----- Material for this task -----

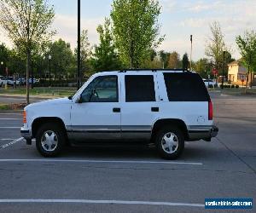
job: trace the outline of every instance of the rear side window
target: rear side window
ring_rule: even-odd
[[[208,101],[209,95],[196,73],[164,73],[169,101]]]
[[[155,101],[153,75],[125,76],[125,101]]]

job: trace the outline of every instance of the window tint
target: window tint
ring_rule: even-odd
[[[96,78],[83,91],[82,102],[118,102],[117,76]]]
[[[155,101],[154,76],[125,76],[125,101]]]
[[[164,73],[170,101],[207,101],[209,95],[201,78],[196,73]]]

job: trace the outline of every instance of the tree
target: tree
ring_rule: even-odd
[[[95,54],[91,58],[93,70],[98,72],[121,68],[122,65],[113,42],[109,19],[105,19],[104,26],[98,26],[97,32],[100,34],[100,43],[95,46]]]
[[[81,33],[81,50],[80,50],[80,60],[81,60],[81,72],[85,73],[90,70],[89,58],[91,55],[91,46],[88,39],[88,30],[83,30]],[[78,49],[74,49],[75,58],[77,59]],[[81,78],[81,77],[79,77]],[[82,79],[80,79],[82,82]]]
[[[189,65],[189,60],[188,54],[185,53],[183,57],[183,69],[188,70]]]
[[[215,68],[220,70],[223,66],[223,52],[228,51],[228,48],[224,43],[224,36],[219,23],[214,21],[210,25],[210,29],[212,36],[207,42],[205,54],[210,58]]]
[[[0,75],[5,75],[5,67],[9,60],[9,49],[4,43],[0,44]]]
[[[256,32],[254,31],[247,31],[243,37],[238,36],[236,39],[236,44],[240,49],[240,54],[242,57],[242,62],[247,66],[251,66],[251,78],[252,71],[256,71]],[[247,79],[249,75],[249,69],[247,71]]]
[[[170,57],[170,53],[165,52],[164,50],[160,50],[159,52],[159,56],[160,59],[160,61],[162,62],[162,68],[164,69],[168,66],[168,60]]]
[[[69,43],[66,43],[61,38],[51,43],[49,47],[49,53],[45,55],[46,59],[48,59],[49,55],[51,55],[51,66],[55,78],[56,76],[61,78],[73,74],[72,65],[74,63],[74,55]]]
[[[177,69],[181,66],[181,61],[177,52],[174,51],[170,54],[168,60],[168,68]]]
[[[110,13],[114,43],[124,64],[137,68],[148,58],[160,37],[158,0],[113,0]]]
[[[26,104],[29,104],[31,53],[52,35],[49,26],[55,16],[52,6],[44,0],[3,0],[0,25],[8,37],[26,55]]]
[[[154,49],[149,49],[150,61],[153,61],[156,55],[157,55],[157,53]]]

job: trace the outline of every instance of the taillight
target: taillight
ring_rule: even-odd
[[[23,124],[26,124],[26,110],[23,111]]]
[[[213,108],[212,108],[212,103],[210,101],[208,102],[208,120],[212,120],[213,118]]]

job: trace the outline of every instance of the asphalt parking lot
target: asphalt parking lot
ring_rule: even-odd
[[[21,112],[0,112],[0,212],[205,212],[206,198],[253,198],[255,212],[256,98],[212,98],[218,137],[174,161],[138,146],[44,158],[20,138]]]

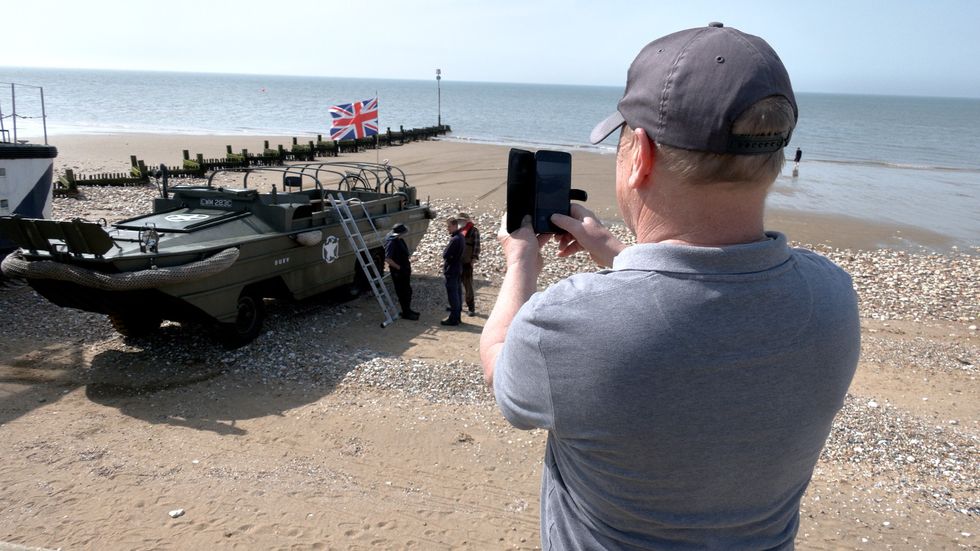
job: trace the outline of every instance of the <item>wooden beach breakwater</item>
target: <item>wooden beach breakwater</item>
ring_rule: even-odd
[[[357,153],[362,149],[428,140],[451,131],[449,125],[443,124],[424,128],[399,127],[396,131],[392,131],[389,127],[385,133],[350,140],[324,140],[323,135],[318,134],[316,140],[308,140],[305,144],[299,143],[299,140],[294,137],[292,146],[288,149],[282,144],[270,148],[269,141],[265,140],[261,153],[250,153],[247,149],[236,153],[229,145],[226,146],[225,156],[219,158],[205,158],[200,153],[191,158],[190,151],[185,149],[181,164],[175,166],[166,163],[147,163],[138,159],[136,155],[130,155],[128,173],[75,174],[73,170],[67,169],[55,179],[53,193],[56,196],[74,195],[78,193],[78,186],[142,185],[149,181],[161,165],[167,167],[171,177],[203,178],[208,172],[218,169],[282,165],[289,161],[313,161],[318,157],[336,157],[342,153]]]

-----
----- Material for this task -----

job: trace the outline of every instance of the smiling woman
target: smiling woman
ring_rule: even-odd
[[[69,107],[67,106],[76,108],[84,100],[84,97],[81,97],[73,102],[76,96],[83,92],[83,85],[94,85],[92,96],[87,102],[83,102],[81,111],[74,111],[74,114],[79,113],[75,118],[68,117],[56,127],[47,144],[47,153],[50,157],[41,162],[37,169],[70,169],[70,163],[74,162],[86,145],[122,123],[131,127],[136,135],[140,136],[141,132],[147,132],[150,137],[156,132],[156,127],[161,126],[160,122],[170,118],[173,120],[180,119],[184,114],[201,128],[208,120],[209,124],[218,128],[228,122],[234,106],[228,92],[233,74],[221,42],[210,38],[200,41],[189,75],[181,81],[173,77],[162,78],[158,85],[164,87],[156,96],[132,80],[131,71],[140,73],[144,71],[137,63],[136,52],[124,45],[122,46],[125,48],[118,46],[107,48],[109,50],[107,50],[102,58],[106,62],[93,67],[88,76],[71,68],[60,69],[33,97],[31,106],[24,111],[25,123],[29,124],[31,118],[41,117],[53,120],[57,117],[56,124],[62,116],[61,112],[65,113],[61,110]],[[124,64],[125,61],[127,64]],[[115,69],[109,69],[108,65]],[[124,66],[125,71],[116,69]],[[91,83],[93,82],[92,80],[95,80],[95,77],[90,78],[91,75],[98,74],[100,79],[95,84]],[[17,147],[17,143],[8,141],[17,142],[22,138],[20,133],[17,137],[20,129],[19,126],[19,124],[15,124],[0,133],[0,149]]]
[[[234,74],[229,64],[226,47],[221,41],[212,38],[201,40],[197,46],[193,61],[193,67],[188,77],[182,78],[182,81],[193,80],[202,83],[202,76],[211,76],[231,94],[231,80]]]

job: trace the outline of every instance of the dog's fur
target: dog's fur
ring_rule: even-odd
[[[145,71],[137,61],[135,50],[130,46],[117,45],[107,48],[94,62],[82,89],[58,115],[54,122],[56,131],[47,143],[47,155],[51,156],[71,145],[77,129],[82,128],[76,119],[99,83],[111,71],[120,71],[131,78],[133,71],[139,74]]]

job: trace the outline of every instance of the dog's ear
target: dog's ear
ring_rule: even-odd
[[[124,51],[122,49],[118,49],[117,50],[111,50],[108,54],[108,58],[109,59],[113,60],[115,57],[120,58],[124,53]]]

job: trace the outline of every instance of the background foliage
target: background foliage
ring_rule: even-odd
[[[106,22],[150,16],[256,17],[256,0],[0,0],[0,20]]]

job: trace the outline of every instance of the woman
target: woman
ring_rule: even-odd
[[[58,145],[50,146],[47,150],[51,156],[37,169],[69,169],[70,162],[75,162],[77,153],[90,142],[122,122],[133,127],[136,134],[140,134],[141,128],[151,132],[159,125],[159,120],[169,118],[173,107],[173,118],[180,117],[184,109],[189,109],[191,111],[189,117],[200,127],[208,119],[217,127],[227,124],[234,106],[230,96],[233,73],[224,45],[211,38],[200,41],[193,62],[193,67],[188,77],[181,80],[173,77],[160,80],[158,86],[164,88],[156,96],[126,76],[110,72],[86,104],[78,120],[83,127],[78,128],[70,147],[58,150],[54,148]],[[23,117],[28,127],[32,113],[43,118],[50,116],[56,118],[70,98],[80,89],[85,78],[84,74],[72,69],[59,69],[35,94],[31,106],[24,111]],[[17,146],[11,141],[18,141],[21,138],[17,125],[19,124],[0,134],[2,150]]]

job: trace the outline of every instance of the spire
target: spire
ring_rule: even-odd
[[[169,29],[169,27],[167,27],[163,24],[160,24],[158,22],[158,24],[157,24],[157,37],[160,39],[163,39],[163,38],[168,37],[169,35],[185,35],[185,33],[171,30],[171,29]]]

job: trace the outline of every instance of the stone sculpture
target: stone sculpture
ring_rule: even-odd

-----

Problem requirements: Report every line of the data above that contains the string "beach". Copy each such line in full.

The result:
job: trace the outline of every instance of the <item>wooden beach breakwater</item>
target: <item>wooden beach breakwater</item>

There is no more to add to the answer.